#### Selected text
= Beginning of Section =

Headed Back to Mexico

After my great 60th birthday surprise we headed back to San Ramon and see Donna for a few days before heading back north. Just up the hill from Donna’s place live Joe and Helena, a couple expats that now live in Costa Rica.  They have a great bar in their home, the El Cordero Negra, AKA “The Clandestine Pub”. This place has a great atmosphere, good brews on tap and my favorite Scotch, Laphroaig, from the Isle of Islay. (Side note, I am visiting them to collect the rent on my property there this summer.) We had a great evening sampling beer/Scotch and talking about all sorts of things travelers talk about.

A few days later we headed to the border and stopped at a great place at La Cruz. This town is a few miles from the coast but as I rounded the corner coming into town the views of Salinas Bay on the border of CR and Nico were amazing. We found an Airbnb in town for $17 per night, fantastic place and owners and just a short walk into town to Mirador Punta Descartes, a neat hostel with million-dollar view, a bar and good food. The beach was a few miles away so we spent an extra day exploring the area and swimming in the blue waters of the Pacific.

The crossing into back Nicaragua sucked like expected talking several hours and costing more than it should. We decided to cross over to Ometepe Island in Lake Nicaragua and found a hostel, Hospedaje Soma, (hospedajesoma.com) owned by a couple expats. They figured out how to run a good hostel as everything is run on the honor system, just pay when you leave, very European. Ometepe Island is composed of two small islands connected on the edge like two eggs in a frying pan, the yokes being two large volcanoes, Volcán Conceptión and Volcán Maderas. We rode over to the smaller island and to a natural swimming hole, Ojo de Agua. This is a great shaded area around a developed natural swimming hole with a restaurant and refreshments served to you as you sit in the provided chair at the water’s edge. It was very relaxing as we swam, chatting with many other travelers with the same idea.

= End of Section =

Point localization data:
= Beginning of Section =

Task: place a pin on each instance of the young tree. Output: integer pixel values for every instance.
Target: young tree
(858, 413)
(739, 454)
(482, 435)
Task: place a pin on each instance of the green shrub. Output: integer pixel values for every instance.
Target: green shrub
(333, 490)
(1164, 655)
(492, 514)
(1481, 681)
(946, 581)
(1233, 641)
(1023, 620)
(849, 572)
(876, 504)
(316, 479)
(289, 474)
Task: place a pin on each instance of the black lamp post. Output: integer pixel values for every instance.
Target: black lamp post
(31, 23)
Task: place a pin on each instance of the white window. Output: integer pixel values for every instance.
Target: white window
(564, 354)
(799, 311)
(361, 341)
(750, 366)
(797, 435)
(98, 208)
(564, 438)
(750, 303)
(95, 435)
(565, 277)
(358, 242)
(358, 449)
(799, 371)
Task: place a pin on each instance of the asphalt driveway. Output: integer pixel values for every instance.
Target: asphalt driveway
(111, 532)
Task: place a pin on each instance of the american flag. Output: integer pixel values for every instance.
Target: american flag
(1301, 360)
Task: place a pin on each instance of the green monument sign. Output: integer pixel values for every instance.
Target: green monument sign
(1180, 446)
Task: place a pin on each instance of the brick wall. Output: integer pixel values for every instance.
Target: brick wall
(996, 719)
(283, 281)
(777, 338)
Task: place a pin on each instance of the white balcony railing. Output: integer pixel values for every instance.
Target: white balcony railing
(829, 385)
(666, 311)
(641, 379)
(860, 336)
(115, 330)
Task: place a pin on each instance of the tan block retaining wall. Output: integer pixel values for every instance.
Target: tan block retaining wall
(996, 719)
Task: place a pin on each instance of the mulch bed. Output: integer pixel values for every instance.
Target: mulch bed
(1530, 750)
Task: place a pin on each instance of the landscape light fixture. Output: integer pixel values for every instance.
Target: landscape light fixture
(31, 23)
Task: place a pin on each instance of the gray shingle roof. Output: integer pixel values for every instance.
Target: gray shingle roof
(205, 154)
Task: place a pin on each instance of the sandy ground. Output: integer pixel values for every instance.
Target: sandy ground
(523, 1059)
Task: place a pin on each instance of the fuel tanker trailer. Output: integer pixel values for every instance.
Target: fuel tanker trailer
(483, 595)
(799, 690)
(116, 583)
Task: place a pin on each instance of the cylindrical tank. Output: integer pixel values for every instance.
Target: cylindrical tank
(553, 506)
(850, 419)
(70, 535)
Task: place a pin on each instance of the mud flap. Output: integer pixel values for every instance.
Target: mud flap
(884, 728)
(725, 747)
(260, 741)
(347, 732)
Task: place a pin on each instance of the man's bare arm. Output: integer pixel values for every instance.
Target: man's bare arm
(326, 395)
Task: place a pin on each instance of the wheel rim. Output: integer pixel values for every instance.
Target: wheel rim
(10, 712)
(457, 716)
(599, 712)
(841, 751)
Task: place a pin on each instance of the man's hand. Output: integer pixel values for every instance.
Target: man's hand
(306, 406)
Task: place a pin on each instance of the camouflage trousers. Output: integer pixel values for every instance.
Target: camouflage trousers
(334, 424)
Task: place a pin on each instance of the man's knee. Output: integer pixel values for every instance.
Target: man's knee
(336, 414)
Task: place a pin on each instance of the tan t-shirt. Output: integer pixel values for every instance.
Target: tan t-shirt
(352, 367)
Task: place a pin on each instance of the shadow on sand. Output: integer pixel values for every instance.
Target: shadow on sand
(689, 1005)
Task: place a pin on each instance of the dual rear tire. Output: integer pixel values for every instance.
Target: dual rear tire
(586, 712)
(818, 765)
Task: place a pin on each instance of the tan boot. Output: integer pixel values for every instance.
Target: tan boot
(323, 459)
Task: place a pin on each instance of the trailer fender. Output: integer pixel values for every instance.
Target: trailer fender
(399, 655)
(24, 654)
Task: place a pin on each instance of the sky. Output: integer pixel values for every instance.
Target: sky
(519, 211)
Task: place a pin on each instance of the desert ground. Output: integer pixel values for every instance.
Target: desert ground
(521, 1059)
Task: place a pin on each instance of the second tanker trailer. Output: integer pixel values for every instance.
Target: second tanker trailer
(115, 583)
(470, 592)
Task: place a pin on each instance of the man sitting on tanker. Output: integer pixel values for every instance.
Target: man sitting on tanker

= End of Section =

#### Activity
Answer these questions about the travel account "Headed Back to Mexico," one per line.
1. By what other name is the bar in Joe and Helena's home known?
2. How much per night did the Airbnb in La Cruz cost?
3. Which two volcanoes are on Ometepe Island?

#### Exercise output
1. "The Clandestine Pub"
2. $17
3. Volcán Conceptión and Volcán Maderas